━━ Supplied text ━━
# Greenkeeper soil test?



## jhealy748 (Jul 25, 2019)

So I just signed up on the greenkeeper website and I see that they do have a price for soil testing and offer different options but hadn't heard anybody on here trying it so I wondered if I was mistaken or if it just wasn't a good test?


----------



## g-man (Jun 15, 2017)

The complete test is $40, but I don't know who they use for the test.


----------



## jhealy748 (Jul 25, 2019)

I went ahead and took one for the team and ordered the complete soil test to see who what when and where with this. Here is the info I got.

GreenKeeper App has partnered with Rock River Lab (www.rockriverlab.com) to quickly and affordably
process soil, tissue and water samples. This modern, highly automated lab can rapidly analyze samples and
import the results directly in GreenKeeper. GreenKeeper uses the latest science to interpret the turfgrass
tissue, soil, and water test results. Rock River Lab uses the Mehlich-3 test for soil and GreenKeeper
interpretations are derived from university SLAN and MLSN research. Premium GreenKeeper users receive a
10% discount on all tests. Tissue nutrient levels are also linked with clipping volumes to approximate nutrient
removal from mowing and help guide fertilization. Please email your specific questions to us at
[email protected]

Hopefully this will give me a better report compared to the soil savvy one I ordered earlier this season! I guess we all live and learn as we go! Hopefully this helps someone here and I will post the results once I get them back and also will let you know how the turnaround time is!


----------



## cbagz (May 12, 2020)
━━━
━━ Data records ━━
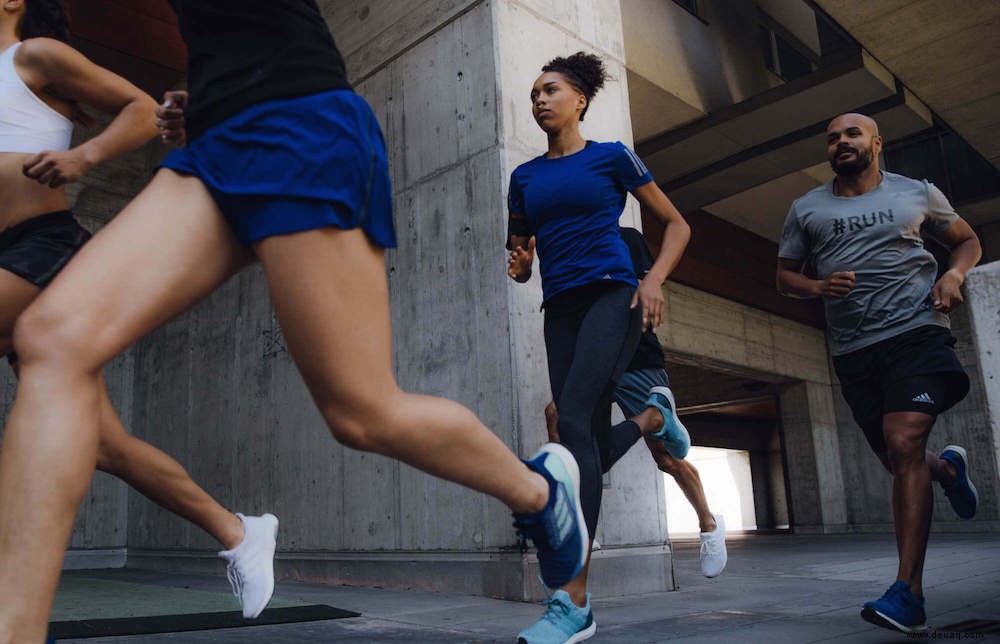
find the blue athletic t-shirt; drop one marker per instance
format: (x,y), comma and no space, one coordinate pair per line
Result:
(572,205)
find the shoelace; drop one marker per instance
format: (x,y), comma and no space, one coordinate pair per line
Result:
(235,580)
(553,606)
(710,547)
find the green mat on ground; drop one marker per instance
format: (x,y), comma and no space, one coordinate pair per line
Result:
(94,607)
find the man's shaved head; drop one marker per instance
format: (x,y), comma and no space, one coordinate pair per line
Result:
(852,144)
(854,118)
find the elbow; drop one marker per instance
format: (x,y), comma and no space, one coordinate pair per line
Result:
(780,286)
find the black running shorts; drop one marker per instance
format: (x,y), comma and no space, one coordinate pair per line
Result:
(37,249)
(916,370)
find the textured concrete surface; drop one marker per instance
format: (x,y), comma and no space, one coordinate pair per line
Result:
(778,588)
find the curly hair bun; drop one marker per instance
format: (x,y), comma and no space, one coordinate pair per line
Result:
(44,19)
(583,71)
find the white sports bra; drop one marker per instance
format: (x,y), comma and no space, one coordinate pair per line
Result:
(27,123)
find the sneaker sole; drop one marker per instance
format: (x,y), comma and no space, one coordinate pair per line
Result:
(720,524)
(677,427)
(585,634)
(257,610)
(566,457)
(579,636)
(968,481)
(872,616)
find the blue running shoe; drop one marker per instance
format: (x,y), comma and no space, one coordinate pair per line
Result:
(962,493)
(897,609)
(563,623)
(673,434)
(558,531)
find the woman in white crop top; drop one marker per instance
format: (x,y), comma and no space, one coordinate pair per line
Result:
(43,83)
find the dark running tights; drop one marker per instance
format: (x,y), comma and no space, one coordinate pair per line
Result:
(590,336)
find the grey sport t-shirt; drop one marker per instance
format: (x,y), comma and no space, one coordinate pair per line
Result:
(876,235)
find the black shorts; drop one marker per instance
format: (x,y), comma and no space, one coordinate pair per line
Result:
(916,370)
(38,248)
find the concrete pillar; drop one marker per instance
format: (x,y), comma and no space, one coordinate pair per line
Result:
(982,308)
(813,458)
(760,474)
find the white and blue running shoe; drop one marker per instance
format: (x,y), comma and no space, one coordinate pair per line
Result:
(673,434)
(563,622)
(558,531)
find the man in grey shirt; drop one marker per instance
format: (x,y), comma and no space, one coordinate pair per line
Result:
(888,330)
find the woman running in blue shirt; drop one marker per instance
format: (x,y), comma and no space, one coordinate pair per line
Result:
(570,200)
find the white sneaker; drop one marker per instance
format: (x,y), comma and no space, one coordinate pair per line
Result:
(713,548)
(250,566)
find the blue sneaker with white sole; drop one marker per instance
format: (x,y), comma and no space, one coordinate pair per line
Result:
(673,434)
(563,623)
(898,609)
(962,493)
(558,531)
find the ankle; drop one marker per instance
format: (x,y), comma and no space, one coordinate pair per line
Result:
(650,421)
(947,475)
(535,499)
(234,534)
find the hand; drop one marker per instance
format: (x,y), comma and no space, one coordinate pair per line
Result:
(650,296)
(519,262)
(170,118)
(947,292)
(838,284)
(56,169)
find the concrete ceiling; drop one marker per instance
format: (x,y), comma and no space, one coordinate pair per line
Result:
(946,51)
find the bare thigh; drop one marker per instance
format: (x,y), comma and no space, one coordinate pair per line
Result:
(169,248)
(331,295)
(16,293)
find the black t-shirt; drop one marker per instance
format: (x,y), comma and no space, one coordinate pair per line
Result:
(649,354)
(244,52)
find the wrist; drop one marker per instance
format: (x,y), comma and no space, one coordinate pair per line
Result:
(957,274)
(90,156)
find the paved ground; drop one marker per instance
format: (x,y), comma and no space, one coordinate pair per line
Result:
(776,589)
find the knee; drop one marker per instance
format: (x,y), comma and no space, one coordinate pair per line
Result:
(357,425)
(44,334)
(906,443)
(667,464)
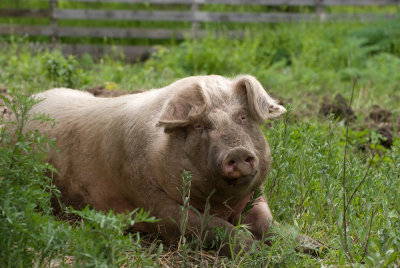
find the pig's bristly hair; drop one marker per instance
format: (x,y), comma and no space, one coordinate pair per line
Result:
(261,105)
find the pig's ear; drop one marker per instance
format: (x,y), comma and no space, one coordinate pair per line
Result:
(261,105)
(187,104)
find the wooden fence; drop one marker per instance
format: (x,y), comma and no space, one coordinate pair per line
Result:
(192,14)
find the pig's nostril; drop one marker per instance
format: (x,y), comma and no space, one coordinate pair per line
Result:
(231,162)
(250,160)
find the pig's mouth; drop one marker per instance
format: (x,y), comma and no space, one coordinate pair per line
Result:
(241,180)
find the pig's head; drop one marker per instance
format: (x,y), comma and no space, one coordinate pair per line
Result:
(213,125)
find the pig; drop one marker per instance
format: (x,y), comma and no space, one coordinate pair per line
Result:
(131,151)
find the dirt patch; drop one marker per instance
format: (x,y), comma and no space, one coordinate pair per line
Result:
(339,107)
(381,120)
(378,118)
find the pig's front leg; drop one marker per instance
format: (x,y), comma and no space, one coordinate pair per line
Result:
(168,211)
(259,219)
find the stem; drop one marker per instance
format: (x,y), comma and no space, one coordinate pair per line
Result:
(344,175)
(361,182)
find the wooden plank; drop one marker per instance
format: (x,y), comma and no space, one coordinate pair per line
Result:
(31,13)
(95,32)
(132,53)
(109,32)
(255,2)
(225,2)
(179,16)
(360,2)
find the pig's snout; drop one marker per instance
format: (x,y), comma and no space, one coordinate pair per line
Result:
(238,163)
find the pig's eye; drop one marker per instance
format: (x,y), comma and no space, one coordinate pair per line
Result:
(242,118)
(198,126)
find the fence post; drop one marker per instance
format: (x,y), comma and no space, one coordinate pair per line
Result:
(195,24)
(320,9)
(53,22)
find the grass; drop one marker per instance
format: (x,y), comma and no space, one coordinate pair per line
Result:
(299,64)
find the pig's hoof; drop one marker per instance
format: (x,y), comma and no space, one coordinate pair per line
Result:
(310,246)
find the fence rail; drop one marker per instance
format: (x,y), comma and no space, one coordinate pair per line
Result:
(193,15)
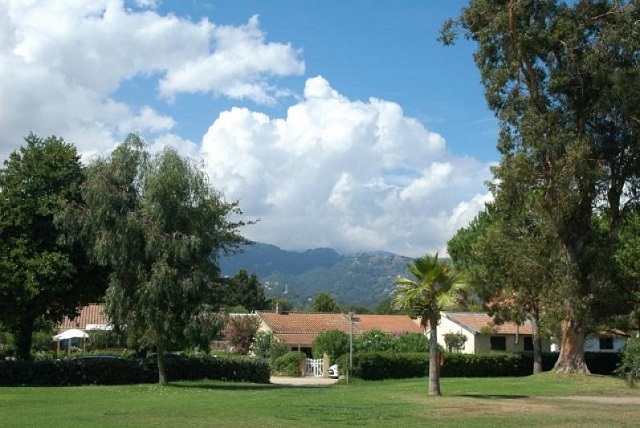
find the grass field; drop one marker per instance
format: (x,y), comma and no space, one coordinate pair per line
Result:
(542,400)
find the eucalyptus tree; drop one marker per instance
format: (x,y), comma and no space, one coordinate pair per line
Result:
(510,265)
(158,224)
(40,278)
(562,81)
(435,287)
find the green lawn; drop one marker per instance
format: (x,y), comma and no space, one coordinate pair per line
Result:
(541,400)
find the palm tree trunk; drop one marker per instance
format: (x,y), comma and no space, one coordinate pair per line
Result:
(434,360)
(537,341)
(162,376)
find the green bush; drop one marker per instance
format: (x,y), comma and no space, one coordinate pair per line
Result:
(289,364)
(112,370)
(390,365)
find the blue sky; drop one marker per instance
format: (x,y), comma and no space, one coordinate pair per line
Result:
(339,124)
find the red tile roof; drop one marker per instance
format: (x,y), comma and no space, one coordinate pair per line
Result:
(392,324)
(304,322)
(300,328)
(93,313)
(477,321)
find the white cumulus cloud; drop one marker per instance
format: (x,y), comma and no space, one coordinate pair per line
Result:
(349,174)
(62,63)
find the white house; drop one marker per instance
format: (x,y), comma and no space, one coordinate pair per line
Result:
(485,336)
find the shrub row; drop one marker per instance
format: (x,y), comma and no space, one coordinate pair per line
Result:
(115,371)
(388,365)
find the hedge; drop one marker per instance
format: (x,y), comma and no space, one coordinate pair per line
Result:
(116,371)
(388,365)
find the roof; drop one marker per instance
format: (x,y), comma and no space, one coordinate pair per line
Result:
(475,322)
(304,322)
(300,328)
(91,316)
(392,324)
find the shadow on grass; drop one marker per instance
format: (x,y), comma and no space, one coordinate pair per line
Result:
(494,396)
(233,386)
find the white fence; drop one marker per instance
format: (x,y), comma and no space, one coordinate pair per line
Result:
(313,367)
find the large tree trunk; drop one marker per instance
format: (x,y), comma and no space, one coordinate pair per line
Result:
(571,358)
(537,342)
(434,360)
(25,337)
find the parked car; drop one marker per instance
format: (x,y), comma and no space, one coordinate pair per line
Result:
(333,371)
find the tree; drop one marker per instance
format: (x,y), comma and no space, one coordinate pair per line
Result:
(332,342)
(508,262)
(156,222)
(40,277)
(562,80)
(436,287)
(244,290)
(240,332)
(324,302)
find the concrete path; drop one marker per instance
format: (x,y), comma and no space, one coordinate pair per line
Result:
(302,381)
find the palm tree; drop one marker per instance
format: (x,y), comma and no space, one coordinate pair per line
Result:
(436,287)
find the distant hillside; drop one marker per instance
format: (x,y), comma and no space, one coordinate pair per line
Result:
(363,279)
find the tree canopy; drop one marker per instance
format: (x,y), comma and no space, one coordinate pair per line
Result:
(157,223)
(40,277)
(562,80)
(435,286)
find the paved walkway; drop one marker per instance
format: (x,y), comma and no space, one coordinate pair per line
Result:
(303,381)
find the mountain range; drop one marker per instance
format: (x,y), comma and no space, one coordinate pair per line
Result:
(362,279)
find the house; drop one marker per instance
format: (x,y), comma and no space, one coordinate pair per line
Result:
(91,317)
(483,335)
(299,329)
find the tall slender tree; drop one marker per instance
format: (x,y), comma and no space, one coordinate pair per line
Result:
(562,80)
(40,277)
(156,222)
(435,287)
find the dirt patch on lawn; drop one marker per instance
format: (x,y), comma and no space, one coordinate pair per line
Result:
(601,399)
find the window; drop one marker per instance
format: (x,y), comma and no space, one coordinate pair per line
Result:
(528,343)
(498,343)
(606,343)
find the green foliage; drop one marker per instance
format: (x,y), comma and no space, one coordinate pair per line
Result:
(455,341)
(374,341)
(324,302)
(205,326)
(110,370)
(40,276)
(158,225)
(629,365)
(240,332)
(395,365)
(332,342)
(289,364)
(561,79)
(434,288)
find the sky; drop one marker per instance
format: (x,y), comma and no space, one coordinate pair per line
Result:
(334,123)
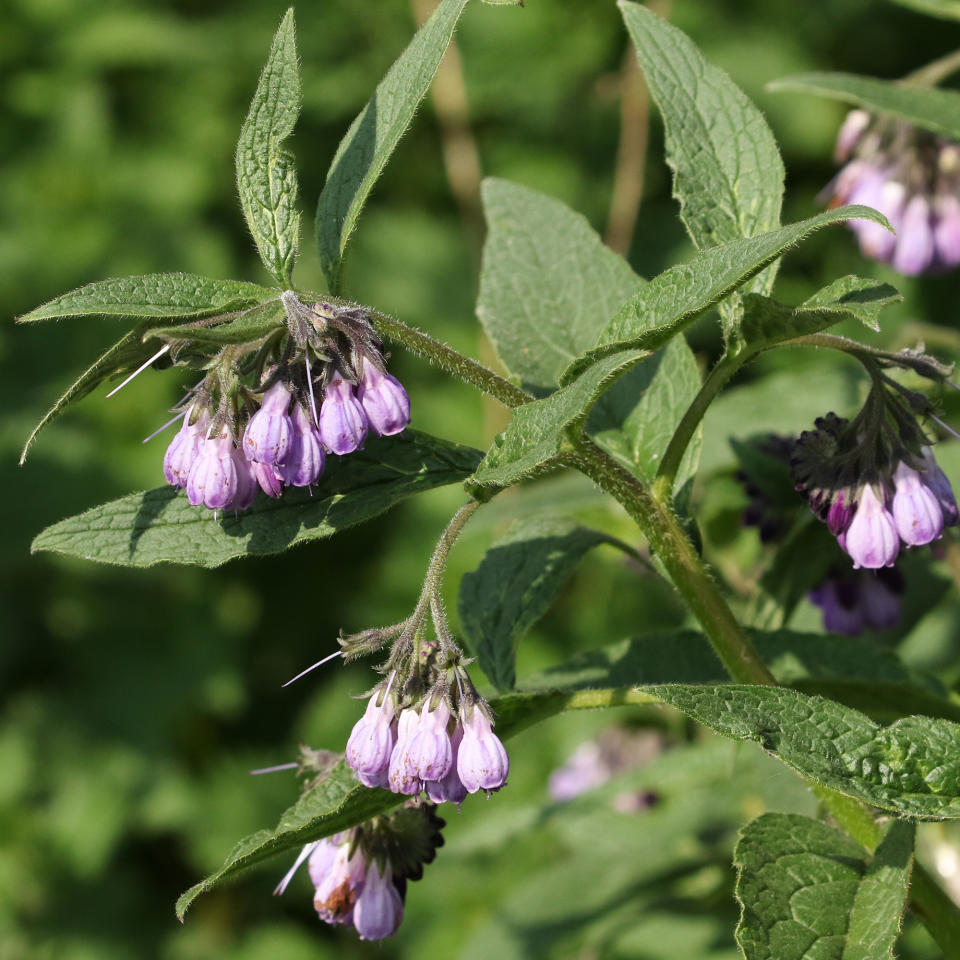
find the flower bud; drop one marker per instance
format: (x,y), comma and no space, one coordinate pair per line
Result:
(371,741)
(482,762)
(379,908)
(430,750)
(914,249)
(268,433)
(916,511)
(871,539)
(384,401)
(212,480)
(343,423)
(305,458)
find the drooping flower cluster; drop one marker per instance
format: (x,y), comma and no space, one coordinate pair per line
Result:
(858,600)
(360,876)
(910,176)
(874,481)
(236,440)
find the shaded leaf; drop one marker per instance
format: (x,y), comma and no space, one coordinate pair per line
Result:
(266,174)
(931,108)
(807,889)
(143,529)
(375,133)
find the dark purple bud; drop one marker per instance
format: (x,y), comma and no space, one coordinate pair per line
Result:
(871,539)
(343,424)
(305,458)
(268,433)
(384,400)
(938,483)
(482,762)
(371,741)
(430,750)
(213,477)
(337,892)
(914,250)
(916,510)
(402,774)
(379,908)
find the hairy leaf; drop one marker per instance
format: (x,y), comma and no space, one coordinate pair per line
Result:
(807,889)
(517,581)
(375,133)
(728,175)
(153,295)
(931,108)
(535,438)
(674,298)
(266,174)
(159,526)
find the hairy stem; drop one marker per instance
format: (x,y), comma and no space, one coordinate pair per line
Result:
(450,361)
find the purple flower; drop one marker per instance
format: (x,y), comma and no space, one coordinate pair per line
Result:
(430,752)
(384,400)
(916,510)
(305,458)
(871,539)
(184,448)
(343,423)
(450,789)
(482,762)
(371,741)
(379,908)
(936,480)
(402,774)
(212,480)
(915,248)
(268,433)
(336,893)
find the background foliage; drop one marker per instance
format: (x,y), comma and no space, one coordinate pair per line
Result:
(135,702)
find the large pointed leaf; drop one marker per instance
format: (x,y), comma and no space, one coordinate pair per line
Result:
(374,134)
(159,526)
(266,174)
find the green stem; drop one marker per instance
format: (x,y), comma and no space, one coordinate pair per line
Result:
(726,367)
(450,361)
(659,524)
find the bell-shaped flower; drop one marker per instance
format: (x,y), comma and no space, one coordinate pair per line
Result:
(343,423)
(871,539)
(916,510)
(336,893)
(384,400)
(305,458)
(430,752)
(268,433)
(379,908)
(482,761)
(402,774)
(212,480)
(371,741)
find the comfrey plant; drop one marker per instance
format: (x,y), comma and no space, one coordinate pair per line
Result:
(294,393)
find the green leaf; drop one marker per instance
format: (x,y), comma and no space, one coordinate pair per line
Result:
(728,174)
(931,108)
(674,298)
(266,173)
(159,526)
(517,581)
(548,285)
(153,295)
(535,438)
(375,133)
(808,890)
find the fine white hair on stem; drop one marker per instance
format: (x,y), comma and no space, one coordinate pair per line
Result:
(140,369)
(313,666)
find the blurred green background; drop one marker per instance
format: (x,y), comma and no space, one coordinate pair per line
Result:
(134,703)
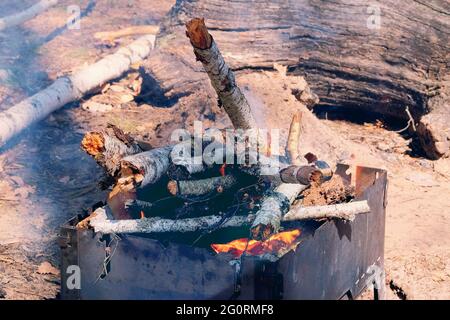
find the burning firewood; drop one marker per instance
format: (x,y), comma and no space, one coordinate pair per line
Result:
(145,168)
(271,249)
(109,147)
(71,88)
(201,187)
(28,14)
(221,76)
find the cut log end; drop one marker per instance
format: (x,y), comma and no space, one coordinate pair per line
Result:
(197,32)
(172,187)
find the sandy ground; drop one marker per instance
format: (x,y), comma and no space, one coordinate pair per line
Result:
(45,178)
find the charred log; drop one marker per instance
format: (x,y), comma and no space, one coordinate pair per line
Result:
(347,59)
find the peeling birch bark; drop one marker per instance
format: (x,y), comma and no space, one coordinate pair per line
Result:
(201,187)
(345,211)
(71,88)
(145,168)
(292,146)
(273,208)
(109,147)
(221,76)
(28,14)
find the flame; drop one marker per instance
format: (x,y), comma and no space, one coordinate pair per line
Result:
(275,244)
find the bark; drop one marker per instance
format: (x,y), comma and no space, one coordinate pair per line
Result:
(344,211)
(109,147)
(201,187)
(110,36)
(347,63)
(145,168)
(71,88)
(292,146)
(301,174)
(100,223)
(221,76)
(28,14)
(273,208)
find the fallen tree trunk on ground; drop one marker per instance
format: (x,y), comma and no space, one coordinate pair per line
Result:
(110,36)
(344,211)
(109,147)
(100,222)
(28,14)
(348,60)
(71,88)
(201,187)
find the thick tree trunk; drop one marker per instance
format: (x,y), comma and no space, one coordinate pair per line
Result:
(28,14)
(109,147)
(71,88)
(346,58)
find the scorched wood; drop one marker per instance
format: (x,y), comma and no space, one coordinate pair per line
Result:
(377,57)
(221,76)
(109,147)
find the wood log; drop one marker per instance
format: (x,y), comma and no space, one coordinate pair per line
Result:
(292,146)
(145,168)
(28,14)
(344,211)
(273,208)
(348,61)
(192,188)
(71,88)
(100,222)
(111,36)
(109,147)
(221,76)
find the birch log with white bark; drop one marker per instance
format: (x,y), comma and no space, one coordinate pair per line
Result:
(100,223)
(201,187)
(71,88)
(27,14)
(345,211)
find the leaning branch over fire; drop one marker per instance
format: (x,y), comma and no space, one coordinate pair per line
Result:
(201,187)
(71,88)
(109,147)
(345,211)
(28,14)
(221,76)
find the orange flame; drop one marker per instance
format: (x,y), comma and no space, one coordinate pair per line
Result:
(273,245)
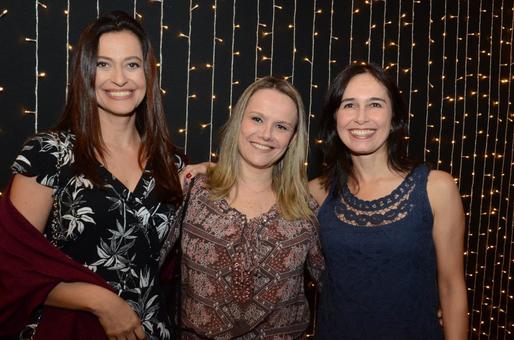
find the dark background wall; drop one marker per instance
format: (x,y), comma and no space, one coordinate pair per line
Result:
(453,60)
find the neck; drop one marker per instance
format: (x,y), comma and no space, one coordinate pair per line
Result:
(368,168)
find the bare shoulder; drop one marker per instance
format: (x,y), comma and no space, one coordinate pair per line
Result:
(317,190)
(440,180)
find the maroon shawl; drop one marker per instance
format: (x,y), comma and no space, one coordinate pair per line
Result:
(30,267)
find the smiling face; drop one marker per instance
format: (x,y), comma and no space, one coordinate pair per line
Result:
(267,127)
(120,83)
(364,116)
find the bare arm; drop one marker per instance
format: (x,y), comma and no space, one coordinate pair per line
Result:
(34,201)
(115,315)
(448,234)
(317,191)
(191,170)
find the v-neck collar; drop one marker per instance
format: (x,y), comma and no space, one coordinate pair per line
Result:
(119,186)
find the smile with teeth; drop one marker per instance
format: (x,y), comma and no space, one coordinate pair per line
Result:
(260,146)
(361,132)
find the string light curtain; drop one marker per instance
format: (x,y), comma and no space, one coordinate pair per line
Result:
(452,60)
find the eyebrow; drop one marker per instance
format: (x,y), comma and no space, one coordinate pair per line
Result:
(368,99)
(278,122)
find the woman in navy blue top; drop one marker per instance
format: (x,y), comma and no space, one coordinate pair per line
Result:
(392,231)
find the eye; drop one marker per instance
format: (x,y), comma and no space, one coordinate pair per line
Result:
(283,127)
(101,64)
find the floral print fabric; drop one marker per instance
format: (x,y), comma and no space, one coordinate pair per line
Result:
(111,230)
(243,278)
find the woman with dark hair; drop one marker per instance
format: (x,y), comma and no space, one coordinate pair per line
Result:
(103,188)
(392,230)
(249,231)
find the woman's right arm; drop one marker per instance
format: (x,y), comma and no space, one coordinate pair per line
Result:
(34,201)
(317,190)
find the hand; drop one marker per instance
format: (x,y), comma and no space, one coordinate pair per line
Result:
(191,170)
(119,320)
(440,316)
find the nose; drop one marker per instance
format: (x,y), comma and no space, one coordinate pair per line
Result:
(118,76)
(266,131)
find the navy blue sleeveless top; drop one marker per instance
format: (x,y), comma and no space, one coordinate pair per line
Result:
(380,280)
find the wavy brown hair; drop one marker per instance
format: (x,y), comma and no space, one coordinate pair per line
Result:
(80,115)
(338,160)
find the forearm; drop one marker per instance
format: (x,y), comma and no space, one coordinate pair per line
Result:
(455,312)
(79,296)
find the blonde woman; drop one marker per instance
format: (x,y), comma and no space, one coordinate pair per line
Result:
(249,229)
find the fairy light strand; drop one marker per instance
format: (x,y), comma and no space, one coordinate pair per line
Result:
(464,104)
(471,199)
(507,259)
(486,188)
(36,83)
(161,62)
(455,81)
(331,37)
(190,29)
(257,30)
(272,37)
(500,196)
(67,49)
(398,42)
(350,55)
(293,62)
(487,141)
(429,63)
(232,56)
(370,25)
(411,67)
(384,22)
(313,43)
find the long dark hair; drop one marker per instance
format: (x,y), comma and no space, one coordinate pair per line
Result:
(338,161)
(80,114)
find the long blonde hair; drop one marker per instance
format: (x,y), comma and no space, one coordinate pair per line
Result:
(289,174)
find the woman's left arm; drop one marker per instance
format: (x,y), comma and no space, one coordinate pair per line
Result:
(448,234)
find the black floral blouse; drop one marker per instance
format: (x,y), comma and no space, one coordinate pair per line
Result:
(111,230)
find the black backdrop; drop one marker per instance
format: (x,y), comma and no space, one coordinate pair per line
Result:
(452,59)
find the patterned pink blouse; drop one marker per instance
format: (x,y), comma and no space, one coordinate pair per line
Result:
(244,278)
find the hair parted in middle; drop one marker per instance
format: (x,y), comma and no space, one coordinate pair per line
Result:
(338,160)
(289,173)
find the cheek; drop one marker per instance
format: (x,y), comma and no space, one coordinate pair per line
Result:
(286,140)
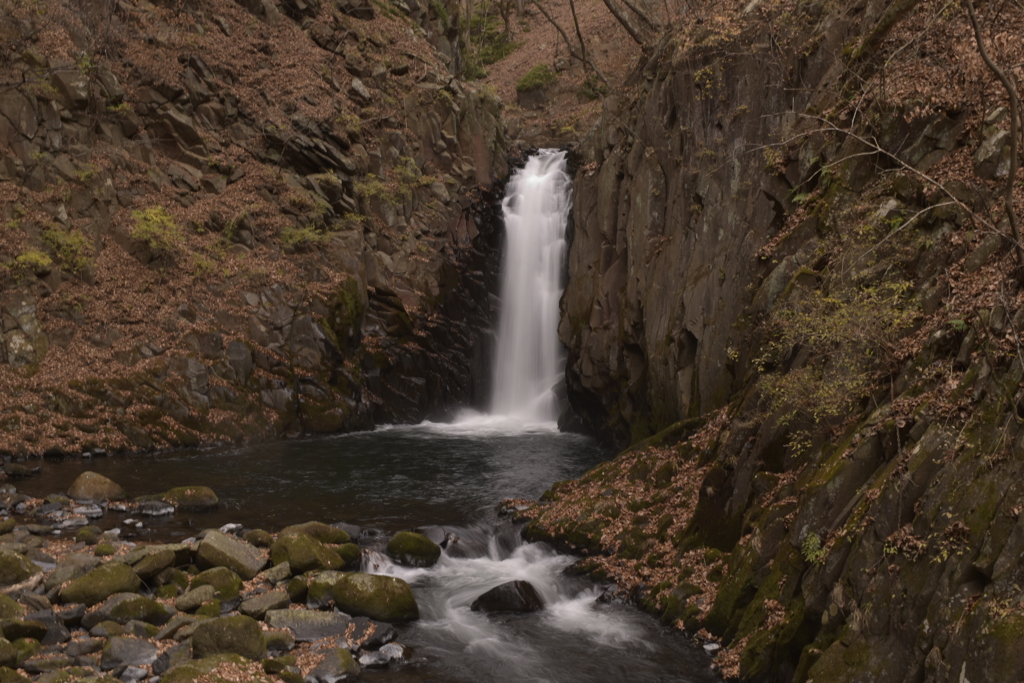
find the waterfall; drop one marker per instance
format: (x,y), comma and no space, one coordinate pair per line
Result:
(529,358)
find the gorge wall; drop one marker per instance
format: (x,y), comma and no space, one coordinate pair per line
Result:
(227,220)
(792,292)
━━━
● **The tasks**:
**a.** Quote the stretch of the Greenkeeper soil test thread from "The complete test" through "info I got.".
**b.** According to the Greenkeeper soil test thread, what discount do Premium GreenKeeper users get on tests?
**c.** Carry on the Greenkeeper soil test thread from the point where it stops.

● **Responses**:
**a.**
The complete test is $40, but I don't know who they use for the test.


----------



## jhealy748 (Jul 25, 2019)

I went ahead and took one for the team and ordered the complete soil test to see who what when and where with this. Here is the info I got.

**b.** Premium GreenKeeper users receive a 10% discount on all tests.

**c.**
@jhealy748

I know this thread was started last year but wanted to see what the turn around time was as well as the results. Were you satisfied with everything from GreenKeeper?


----------



## jhealy748 (Jul 25, 2019)

To be honest I still haven't done it!! I've paid for it but need to get my samples and get them sent off. Thanks for the reminder I need to do it!


----------



## Jeep4life (Jun 19, 2019)

@jhealy748

Did you ever send off for testing with Greenkeeper? Now that they have a more reasonably priced homeowner plan I'm thinking about utilizing more of the features including soil testing. When you purchased the soil test is anything sent for shipping or is payment only for the actual test?


----------



## CenlaLowell (Apr 21, 2017)

jhealy748 said:


> So I just signed up on the greenkeeper website and I see that they do have a price for soil testing and offer different options but hadn't heard anybody on here trying it so I wondered if I was mistaken or if it just wasn't a good test?


Just use your local ag extension as the will know everything about your area.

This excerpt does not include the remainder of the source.